:: SOURCE PASSAGE ::
---------------

Coming from a small town in Orissa to traveling across the world, Pratik Bakshi has achieved what most 20-somethings dream of. As a founder of one of the world’s largest law students associations, NILS as well as successfully beginning many other ventures, he talks about what drives him, the mistakes he has made and how he worked around it while still studying in law school.
Quotes and Takeaways
- “To fight against all critics and give the best.”
- “Don’t think too much, because the more you think, the more time you waste predicting how to do it.”
How was your childhood and schooling? Can you think of any incident from your childhood which may have influenced your decision to create these organisations?
I had a very regular schooling in a not-so-big-town in Orissa, Rourkela. I cannot really single out any one incident that has shaped my thinking. However, business and something entrepreneurial had always been something that I fancied. I always wanted to have my own company and run a really successful business; and in-fact I ran my own imaginary company since I was like 10 years or something. But then again, I was too young to do anything; so it was only after I passed high school and was about to make into law school, I thought myself to be adult enough to get out of the imaginary world and do something. I would probably say that reading Richard Branson’s autobiography, ‘Losing My Virginity’ gave me that final push that I needed.

---------------

:: PROVIDED INFORMATION ::
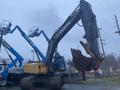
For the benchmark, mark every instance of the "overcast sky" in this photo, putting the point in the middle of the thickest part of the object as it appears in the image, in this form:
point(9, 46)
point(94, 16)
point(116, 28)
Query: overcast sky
point(49, 15)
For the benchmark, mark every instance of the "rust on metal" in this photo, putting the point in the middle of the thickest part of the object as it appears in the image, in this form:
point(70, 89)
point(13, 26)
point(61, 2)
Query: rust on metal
point(81, 62)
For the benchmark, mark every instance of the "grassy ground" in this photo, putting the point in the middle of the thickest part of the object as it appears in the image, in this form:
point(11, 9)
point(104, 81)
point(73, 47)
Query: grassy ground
point(113, 80)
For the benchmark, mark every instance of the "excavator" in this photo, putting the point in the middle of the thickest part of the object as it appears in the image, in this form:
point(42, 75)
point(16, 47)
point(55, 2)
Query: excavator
point(12, 71)
point(52, 79)
point(44, 75)
point(59, 61)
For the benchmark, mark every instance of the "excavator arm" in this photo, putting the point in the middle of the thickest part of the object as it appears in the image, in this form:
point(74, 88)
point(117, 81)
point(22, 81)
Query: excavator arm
point(83, 12)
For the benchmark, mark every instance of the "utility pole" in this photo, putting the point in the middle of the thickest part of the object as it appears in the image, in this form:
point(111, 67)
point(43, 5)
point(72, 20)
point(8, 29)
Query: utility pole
point(117, 24)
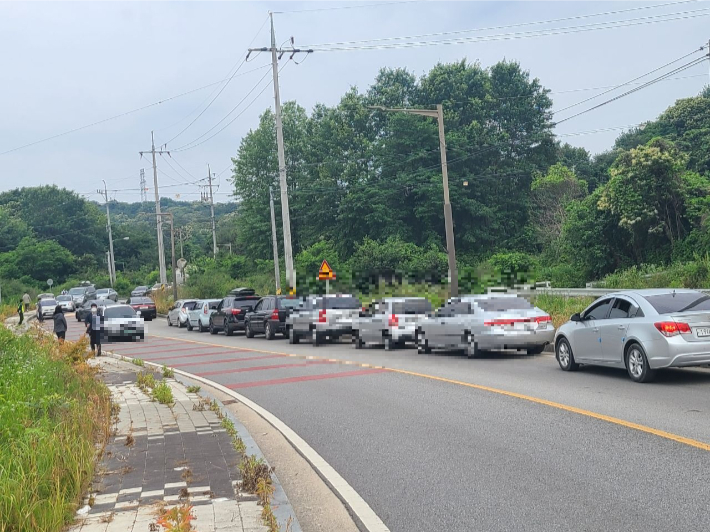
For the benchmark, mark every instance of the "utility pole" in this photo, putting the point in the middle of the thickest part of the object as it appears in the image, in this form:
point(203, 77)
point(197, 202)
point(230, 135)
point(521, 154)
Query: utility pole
point(214, 230)
point(448, 216)
point(161, 248)
point(111, 264)
point(277, 273)
point(285, 217)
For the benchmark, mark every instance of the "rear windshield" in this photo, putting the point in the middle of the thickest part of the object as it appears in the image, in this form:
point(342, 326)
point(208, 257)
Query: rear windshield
point(500, 304)
point(680, 302)
point(342, 303)
point(413, 306)
point(289, 302)
point(119, 312)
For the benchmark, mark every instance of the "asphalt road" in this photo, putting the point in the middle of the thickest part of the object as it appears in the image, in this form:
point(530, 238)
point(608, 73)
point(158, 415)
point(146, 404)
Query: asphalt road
point(450, 449)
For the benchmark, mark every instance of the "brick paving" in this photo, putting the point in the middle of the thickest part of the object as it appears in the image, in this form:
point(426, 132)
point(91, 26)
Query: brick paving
point(177, 455)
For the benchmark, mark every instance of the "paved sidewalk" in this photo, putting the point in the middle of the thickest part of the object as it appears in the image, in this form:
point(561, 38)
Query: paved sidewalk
point(158, 457)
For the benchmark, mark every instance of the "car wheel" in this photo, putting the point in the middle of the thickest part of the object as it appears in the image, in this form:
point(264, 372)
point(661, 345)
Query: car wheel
point(423, 344)
point(637, 364)
point(535, 350)
point(564, 355)
point(472, 350)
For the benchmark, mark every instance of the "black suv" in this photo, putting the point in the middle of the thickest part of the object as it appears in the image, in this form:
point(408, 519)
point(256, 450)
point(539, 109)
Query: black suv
point(230, 314)
point(269, 316)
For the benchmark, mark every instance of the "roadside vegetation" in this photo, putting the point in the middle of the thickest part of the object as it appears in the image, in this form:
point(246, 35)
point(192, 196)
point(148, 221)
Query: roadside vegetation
point(53, 412)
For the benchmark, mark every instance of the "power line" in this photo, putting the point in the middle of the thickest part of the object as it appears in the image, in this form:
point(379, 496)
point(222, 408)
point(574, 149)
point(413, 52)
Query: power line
point(509, 26)
point(529, 34)
point(630, 81)
point(636, 89)
point(221, 90)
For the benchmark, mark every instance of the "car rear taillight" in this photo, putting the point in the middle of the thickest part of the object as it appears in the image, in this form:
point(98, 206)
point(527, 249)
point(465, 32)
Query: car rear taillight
point(671, 328)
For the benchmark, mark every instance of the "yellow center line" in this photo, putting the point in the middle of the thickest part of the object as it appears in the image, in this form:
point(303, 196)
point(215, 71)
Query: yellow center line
point(580, 411)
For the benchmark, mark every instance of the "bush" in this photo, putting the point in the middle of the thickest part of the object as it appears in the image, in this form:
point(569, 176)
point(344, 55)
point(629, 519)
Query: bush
point(52, 414)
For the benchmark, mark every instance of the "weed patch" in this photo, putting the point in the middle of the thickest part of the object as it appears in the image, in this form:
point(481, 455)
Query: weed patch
point(52, 413)
point(163, 393)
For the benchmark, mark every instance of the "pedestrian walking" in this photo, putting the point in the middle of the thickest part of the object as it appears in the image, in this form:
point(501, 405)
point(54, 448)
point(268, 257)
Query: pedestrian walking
point(93, 329)
point(60, 324)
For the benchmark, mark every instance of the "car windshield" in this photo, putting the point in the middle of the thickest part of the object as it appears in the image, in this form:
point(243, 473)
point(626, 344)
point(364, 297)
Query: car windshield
point(500, 304)
point(289, 302)
point(679, 302)
point(411, 306)
point(342, 303)
point(119, 312)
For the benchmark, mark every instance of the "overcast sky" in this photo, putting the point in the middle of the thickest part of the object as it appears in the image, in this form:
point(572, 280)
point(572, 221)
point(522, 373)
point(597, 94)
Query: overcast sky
point(65, 65)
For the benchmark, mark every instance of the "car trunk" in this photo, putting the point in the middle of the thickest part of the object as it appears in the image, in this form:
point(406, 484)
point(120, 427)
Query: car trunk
point(699, 323)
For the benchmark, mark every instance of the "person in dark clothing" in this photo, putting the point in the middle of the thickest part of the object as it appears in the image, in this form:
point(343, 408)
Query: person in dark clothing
point(93, 329)
point(60, 324)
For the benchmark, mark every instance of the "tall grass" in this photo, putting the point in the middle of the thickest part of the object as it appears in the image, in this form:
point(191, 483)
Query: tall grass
point(52, 413)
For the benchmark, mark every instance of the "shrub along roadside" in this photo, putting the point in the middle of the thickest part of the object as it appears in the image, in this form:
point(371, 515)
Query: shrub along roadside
point(52, 413)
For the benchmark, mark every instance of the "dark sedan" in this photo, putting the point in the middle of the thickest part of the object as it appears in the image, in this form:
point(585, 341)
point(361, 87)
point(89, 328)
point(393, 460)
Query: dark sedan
point(269, 316)
point(83, 311)
point(230, 314)
point(144, 305)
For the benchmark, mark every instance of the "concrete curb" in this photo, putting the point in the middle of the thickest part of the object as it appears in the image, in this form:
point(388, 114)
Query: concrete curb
point(281, 506)
point(364, 516)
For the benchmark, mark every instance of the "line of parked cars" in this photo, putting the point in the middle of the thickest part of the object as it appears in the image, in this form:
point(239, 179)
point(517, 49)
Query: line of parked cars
point(641, 331)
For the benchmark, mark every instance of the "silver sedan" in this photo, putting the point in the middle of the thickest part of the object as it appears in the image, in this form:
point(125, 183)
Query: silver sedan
point(639, 330)
point(478, 323)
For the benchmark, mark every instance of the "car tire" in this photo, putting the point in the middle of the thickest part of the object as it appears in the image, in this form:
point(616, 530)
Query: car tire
point(637, 364)
point(564, 355)
point(472, 350)
point(537, 350)
point(423, 344)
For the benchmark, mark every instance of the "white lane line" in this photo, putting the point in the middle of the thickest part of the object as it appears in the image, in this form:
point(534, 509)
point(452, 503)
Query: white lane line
point(365, 517)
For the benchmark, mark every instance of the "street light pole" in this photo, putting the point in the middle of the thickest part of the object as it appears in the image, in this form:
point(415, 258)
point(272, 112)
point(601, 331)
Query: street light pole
point(448, 216)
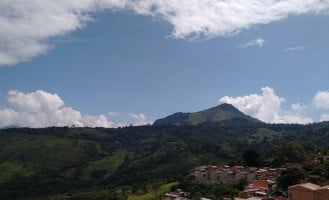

---------------

:: SET PROBLEM A ::
In the interview with Pratik Bakshi, reproduce word for word the passage from "Coming from a" up to and including "in law school.".
:: SET PROBLEM B ::
According to the interview with Pratik Bakshi, which book gave him the final push he needed?
:: SET PROBLEM C ::
Using the interview with Pratik Bakshi, explain in one to three sentences why he did not act on his business ambitions until after high school.

:: EXERCISE RESPONSE A ::
Coming from a small town in Orissa to traveling across the world, Pratik Bakshi has achieved what most 20-somethings dream of. As a founder of one of the world’s largest law students associations, NILS as well as successfully beginning many other ventures, he talks about what drives him, the mistakes he has made and how he worked around it while still studying in law school.

:: EXERCISE RESPONSE B ::
Richard Branson's autobiography, "Losing My Virginity," gave him that final push.

:: EXERCISE RESPONSE C ::
As a child he was too young to do anything, so he ran an imaginary company instead. Only after he passed high school and was about to enter law school did he consider himself adult enough to leave that imaginary world and do something real.